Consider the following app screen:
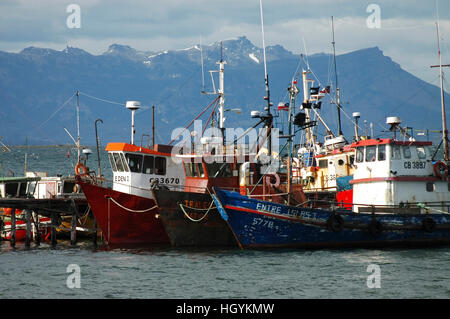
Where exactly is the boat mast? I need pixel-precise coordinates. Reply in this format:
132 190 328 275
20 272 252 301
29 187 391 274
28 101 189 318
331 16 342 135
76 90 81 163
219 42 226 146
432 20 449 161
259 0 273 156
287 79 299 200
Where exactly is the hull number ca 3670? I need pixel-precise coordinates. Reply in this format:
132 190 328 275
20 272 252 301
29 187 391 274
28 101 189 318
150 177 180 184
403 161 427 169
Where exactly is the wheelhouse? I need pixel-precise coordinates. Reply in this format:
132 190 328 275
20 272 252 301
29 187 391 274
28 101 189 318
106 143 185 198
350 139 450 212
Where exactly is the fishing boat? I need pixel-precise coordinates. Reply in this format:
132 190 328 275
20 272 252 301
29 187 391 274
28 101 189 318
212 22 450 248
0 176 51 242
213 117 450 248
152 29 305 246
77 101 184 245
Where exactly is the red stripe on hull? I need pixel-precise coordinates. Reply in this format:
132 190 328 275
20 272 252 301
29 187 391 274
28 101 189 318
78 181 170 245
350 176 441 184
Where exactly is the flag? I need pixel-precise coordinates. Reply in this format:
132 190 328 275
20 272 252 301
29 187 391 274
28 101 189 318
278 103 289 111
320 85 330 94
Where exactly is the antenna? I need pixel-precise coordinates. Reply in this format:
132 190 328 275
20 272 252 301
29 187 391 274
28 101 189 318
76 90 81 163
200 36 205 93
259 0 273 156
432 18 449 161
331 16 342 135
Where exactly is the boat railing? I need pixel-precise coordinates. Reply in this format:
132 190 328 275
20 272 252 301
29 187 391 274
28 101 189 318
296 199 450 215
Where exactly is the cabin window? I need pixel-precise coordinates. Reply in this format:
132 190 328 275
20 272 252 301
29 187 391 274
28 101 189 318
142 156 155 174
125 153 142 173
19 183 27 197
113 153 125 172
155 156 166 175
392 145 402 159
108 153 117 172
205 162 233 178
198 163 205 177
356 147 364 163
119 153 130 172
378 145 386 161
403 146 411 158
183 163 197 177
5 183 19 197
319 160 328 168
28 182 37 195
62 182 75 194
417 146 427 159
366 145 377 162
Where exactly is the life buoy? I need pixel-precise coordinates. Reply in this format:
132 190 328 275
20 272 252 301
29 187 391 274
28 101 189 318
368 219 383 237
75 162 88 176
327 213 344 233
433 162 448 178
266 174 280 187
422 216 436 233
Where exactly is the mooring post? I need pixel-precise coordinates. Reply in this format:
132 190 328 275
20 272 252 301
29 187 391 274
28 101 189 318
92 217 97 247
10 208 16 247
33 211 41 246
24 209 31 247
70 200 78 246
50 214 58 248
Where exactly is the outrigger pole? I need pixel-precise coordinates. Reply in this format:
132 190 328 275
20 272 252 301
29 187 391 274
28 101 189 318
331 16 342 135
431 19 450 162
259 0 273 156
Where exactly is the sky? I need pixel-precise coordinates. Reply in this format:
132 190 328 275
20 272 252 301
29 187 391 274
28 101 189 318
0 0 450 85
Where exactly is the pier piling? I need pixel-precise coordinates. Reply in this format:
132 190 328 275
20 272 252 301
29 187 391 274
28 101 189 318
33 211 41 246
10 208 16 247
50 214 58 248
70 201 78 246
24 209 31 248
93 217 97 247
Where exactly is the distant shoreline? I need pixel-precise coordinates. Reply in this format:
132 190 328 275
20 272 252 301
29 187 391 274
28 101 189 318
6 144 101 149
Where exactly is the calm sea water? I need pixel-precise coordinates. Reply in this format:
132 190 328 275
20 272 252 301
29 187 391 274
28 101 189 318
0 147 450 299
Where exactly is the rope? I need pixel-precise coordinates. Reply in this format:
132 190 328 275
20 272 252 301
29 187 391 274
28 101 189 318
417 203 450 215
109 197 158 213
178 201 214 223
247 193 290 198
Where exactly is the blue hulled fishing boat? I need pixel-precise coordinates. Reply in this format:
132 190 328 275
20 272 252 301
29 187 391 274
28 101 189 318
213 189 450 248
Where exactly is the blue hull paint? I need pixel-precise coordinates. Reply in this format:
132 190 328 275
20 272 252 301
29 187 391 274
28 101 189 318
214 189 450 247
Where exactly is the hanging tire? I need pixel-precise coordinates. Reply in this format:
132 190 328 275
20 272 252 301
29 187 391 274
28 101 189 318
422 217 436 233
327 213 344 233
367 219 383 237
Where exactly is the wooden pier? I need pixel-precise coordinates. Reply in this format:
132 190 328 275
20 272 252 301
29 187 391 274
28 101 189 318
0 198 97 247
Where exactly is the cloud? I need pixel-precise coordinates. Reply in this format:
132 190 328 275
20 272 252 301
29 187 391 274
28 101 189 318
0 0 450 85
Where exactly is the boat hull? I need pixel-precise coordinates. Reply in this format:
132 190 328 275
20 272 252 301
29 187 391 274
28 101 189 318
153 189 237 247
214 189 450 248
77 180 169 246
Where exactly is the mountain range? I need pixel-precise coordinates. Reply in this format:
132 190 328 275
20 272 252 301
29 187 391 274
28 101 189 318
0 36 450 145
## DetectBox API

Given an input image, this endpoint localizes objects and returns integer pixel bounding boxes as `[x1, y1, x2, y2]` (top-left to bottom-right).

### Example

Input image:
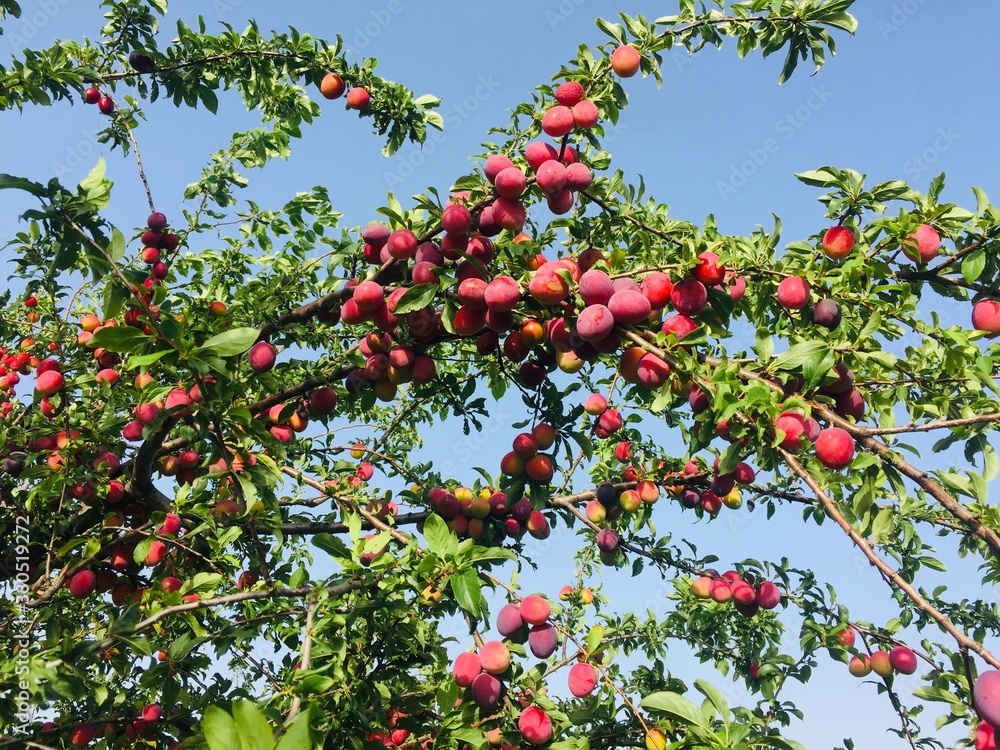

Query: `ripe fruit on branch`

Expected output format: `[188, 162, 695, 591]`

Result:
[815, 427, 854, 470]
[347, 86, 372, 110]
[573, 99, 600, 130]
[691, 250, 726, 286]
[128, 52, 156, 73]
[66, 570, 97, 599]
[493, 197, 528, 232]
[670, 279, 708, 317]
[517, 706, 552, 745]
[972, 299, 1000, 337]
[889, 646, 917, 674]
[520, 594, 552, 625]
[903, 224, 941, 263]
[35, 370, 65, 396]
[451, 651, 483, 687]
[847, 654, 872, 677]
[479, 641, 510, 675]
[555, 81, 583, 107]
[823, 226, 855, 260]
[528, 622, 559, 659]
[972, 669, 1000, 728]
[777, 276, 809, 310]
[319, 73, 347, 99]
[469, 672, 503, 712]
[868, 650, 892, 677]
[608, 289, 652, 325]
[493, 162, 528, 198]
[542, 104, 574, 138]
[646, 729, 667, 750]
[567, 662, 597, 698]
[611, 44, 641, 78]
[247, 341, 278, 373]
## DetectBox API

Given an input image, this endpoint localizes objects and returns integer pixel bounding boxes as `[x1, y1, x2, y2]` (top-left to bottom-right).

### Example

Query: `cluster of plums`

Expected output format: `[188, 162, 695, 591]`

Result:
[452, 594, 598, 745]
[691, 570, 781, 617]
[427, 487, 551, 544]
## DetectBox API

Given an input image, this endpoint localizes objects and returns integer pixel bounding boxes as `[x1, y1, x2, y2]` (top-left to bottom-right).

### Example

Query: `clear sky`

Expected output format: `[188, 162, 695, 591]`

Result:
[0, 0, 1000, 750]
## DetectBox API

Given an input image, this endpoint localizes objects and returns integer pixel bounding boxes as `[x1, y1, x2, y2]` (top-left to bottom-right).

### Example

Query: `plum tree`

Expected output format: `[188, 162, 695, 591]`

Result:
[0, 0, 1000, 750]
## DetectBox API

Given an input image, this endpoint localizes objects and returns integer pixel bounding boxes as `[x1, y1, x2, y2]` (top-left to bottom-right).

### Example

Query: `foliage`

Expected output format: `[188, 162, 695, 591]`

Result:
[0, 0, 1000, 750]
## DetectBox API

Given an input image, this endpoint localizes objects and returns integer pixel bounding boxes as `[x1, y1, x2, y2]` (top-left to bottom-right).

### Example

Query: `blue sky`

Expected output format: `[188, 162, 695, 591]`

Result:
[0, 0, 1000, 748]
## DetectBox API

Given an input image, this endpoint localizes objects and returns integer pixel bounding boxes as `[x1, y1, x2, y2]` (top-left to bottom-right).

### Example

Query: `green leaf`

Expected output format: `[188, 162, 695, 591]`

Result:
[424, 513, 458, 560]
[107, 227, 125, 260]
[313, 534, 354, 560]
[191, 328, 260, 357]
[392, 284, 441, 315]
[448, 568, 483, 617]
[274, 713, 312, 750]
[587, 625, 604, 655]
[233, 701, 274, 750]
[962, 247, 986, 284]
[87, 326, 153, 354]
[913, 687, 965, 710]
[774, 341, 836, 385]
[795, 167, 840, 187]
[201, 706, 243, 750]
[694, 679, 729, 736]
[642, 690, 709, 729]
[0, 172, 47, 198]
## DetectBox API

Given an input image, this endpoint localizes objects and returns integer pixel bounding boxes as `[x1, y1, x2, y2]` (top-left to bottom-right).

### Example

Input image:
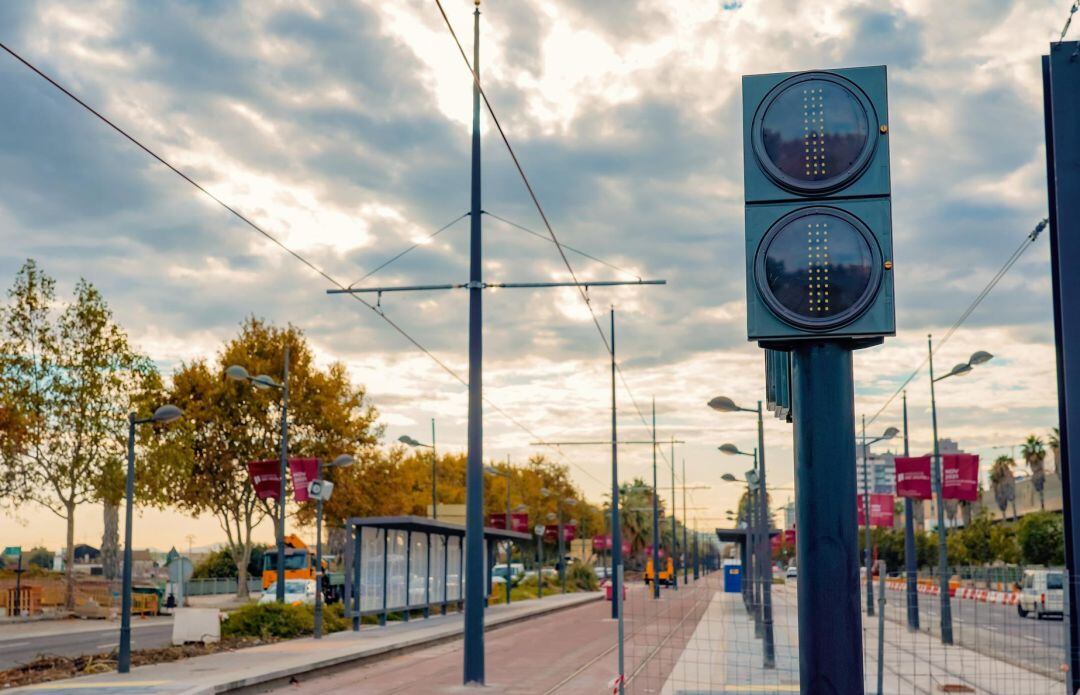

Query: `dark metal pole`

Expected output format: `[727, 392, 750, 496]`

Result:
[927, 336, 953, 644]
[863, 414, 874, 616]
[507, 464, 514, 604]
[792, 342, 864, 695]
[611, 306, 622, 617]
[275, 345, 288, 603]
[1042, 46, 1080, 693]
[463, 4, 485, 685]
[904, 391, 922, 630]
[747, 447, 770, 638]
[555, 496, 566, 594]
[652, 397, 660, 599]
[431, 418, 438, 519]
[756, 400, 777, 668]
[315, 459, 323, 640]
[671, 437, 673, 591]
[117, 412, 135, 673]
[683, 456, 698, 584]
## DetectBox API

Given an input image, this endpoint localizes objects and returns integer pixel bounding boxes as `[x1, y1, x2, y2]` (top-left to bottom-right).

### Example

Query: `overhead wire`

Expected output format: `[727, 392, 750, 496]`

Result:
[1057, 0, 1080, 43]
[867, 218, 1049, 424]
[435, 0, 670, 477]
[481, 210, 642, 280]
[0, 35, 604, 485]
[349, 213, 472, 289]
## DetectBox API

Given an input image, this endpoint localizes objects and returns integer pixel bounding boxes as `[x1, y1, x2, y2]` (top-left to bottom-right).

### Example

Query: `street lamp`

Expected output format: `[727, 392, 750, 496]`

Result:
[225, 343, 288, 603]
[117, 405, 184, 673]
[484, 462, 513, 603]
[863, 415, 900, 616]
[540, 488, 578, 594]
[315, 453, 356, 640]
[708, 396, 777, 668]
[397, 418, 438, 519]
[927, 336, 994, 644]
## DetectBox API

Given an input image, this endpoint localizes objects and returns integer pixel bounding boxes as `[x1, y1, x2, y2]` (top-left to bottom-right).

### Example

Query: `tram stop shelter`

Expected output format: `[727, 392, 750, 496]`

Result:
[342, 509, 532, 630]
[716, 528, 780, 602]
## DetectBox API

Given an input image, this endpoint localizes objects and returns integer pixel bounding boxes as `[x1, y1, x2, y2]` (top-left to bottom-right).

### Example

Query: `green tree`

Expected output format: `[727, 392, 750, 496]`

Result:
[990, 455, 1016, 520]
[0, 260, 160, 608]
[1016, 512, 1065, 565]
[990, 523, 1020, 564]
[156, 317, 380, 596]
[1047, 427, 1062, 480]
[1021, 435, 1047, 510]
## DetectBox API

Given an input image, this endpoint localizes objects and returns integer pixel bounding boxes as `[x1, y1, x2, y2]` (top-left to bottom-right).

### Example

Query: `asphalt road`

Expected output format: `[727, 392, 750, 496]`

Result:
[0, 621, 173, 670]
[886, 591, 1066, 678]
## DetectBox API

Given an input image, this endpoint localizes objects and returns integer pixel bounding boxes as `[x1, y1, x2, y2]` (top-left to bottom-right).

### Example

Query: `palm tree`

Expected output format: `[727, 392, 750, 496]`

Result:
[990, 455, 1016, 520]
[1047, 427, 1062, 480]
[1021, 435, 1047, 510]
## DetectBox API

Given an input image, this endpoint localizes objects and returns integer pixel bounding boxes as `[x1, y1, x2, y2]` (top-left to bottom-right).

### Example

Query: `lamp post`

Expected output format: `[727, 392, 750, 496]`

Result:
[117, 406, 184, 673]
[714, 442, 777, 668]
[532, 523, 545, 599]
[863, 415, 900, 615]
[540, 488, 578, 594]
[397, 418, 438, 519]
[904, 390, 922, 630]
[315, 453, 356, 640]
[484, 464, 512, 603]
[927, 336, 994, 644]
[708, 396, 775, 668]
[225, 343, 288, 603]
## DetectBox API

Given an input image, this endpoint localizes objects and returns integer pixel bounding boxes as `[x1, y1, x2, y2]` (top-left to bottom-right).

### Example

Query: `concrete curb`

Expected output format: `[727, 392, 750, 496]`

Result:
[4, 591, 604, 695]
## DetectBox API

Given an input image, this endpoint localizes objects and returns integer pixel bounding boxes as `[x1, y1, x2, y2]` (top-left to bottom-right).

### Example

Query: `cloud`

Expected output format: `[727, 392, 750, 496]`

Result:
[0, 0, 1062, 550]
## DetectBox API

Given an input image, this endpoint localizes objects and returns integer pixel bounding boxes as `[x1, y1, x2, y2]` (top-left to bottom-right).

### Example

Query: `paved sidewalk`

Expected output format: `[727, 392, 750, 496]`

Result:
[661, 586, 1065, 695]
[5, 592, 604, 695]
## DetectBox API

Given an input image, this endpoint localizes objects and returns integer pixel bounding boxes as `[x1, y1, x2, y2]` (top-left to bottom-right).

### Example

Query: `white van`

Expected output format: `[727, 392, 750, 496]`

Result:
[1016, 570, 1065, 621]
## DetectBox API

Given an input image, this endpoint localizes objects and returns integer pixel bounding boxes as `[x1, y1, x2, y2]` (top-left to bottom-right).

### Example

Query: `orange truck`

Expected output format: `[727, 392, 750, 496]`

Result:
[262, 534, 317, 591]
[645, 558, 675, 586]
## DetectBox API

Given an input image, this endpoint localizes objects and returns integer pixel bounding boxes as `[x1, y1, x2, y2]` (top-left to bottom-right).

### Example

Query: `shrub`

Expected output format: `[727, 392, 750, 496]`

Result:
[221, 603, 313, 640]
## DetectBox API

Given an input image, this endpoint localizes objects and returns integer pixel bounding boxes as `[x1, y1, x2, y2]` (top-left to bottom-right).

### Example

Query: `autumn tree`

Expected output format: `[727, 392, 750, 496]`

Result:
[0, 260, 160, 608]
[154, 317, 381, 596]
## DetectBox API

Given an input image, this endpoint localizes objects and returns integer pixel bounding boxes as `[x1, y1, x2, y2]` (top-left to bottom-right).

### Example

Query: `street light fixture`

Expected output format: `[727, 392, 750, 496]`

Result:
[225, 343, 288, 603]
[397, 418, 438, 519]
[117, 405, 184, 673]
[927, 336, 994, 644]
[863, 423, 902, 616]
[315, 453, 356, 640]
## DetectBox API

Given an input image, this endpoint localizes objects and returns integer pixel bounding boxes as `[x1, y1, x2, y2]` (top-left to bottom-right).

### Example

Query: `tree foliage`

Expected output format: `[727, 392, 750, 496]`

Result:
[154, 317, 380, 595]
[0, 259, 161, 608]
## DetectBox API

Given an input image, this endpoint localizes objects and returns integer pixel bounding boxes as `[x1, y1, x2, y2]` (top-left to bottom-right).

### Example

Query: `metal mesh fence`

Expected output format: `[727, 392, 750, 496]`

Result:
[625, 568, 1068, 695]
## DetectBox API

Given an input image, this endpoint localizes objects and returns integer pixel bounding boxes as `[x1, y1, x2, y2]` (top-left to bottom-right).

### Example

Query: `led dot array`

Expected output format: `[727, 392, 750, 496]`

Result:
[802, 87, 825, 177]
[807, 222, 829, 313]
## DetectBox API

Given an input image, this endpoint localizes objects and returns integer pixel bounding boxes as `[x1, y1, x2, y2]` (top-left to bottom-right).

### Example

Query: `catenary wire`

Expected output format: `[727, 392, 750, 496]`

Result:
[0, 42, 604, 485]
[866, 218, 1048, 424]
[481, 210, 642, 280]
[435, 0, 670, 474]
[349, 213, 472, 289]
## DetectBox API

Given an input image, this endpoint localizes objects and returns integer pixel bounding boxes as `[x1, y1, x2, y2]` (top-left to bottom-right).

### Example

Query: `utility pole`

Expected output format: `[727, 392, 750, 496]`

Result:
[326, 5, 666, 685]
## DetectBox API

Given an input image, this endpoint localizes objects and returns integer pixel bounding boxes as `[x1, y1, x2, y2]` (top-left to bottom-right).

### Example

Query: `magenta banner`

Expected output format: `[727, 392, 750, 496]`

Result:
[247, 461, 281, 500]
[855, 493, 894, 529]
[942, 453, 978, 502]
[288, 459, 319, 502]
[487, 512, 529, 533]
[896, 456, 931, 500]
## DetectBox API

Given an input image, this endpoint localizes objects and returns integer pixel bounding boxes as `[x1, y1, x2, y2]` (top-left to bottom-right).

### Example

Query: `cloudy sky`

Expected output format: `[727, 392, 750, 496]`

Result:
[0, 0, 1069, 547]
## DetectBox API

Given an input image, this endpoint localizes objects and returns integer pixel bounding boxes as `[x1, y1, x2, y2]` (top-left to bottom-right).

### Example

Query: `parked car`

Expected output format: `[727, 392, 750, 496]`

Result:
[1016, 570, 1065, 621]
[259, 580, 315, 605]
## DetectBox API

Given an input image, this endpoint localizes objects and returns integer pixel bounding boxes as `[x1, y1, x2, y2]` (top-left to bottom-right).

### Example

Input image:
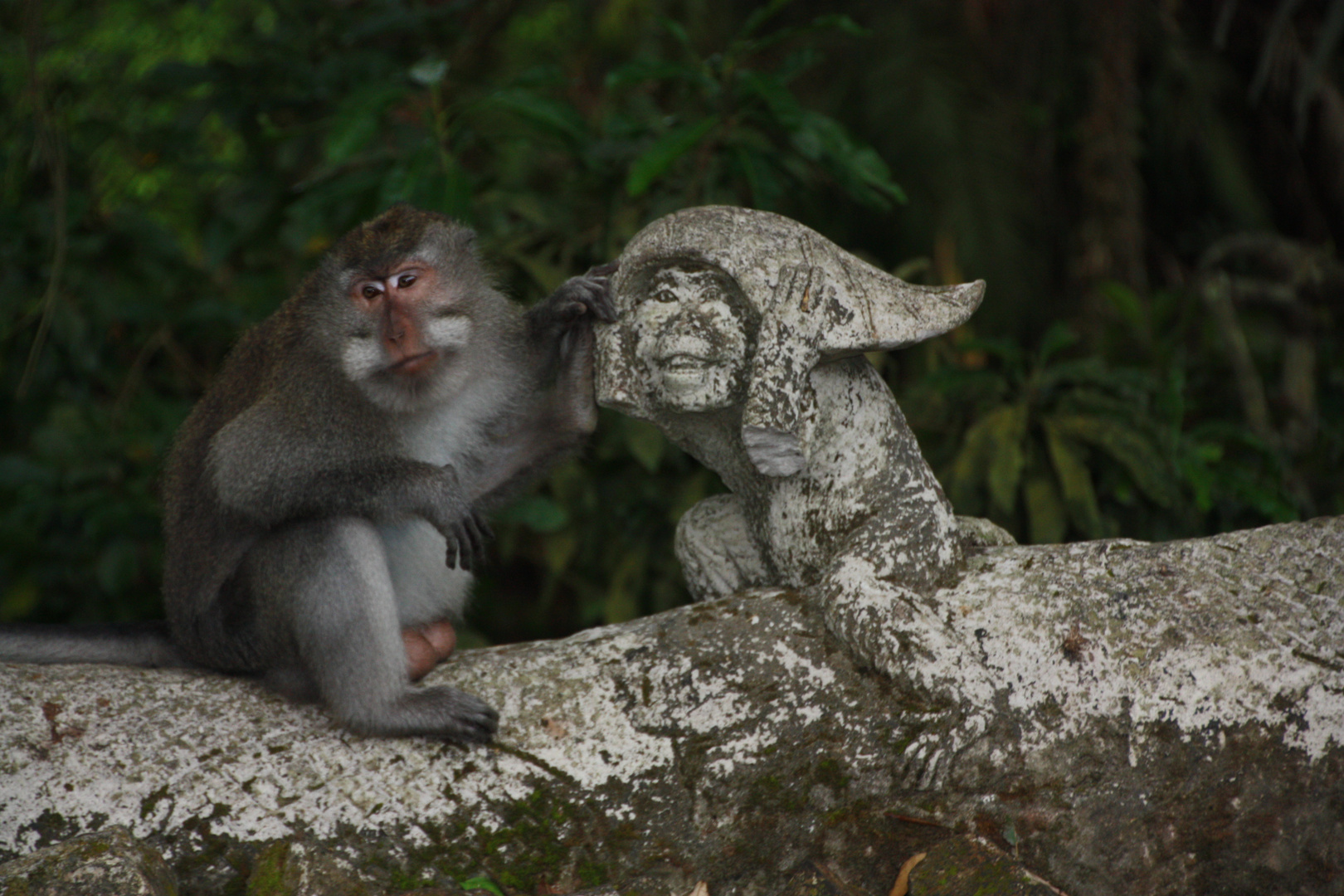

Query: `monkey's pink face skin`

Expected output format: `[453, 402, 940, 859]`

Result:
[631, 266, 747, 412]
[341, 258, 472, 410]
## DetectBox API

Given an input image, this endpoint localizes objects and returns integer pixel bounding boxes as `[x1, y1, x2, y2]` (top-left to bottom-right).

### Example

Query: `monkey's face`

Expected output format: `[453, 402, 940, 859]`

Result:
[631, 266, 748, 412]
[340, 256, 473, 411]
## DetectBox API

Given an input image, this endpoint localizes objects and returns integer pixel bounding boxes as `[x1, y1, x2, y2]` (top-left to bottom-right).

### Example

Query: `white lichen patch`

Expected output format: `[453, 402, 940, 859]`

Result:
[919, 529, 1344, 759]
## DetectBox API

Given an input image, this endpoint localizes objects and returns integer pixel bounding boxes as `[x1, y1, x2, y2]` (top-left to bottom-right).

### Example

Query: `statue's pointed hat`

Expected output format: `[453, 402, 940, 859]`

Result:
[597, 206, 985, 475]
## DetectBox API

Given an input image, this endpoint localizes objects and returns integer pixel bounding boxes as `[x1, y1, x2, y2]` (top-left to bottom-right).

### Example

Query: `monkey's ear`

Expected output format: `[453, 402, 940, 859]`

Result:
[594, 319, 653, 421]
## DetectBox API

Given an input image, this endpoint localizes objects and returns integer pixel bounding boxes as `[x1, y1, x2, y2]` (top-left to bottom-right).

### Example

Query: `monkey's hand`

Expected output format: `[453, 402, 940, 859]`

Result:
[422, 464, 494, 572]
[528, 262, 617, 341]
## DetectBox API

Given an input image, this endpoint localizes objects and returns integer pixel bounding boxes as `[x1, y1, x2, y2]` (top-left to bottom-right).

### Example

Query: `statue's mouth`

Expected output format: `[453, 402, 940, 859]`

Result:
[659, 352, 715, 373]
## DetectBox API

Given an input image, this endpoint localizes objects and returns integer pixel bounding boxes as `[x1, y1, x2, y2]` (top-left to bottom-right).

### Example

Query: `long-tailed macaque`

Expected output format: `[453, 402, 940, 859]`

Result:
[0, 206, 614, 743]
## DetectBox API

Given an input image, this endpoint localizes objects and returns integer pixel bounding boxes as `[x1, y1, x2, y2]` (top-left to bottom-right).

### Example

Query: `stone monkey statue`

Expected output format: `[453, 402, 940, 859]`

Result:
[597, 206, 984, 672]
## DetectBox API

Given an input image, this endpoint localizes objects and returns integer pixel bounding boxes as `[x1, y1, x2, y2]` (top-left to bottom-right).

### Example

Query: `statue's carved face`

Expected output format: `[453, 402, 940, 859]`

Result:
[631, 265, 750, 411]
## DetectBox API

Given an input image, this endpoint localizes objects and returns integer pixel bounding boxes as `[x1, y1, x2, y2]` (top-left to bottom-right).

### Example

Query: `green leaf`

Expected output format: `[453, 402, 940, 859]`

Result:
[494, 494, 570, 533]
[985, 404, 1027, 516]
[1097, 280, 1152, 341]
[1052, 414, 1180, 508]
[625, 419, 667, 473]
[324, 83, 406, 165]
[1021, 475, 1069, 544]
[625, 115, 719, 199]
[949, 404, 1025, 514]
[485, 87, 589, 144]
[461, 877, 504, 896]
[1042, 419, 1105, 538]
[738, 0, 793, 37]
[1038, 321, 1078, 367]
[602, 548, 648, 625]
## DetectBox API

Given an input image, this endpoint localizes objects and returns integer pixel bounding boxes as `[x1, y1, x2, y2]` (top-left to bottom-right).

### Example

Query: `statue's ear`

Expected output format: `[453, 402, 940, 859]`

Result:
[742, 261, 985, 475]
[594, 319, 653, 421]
★ ★ ★ ★
What is expected. Render the rows above as a numbered list, from the line with "Where exactly is the blue hulled" up to and including the line with "214 189 450 247", leaving out any blank lines.

Answer in full.
1. Where exactly is the blue hulled fishing boat? I need pixel-precise coordinates. Reply in this format:
2. 132 190 328 275
3. 20 272 252 301
4. 29 187 391 274
5. 28 101 189 318
6. 213 189 450 248
7. Where exactly is the blue hull paint? I need pixel-precise coordinates. Reply in this format:
8. 132 190 328 275
9. 20 272 252 301
10. 29 187 391 274
11. 28 101 189 318
12. 214 189 450 247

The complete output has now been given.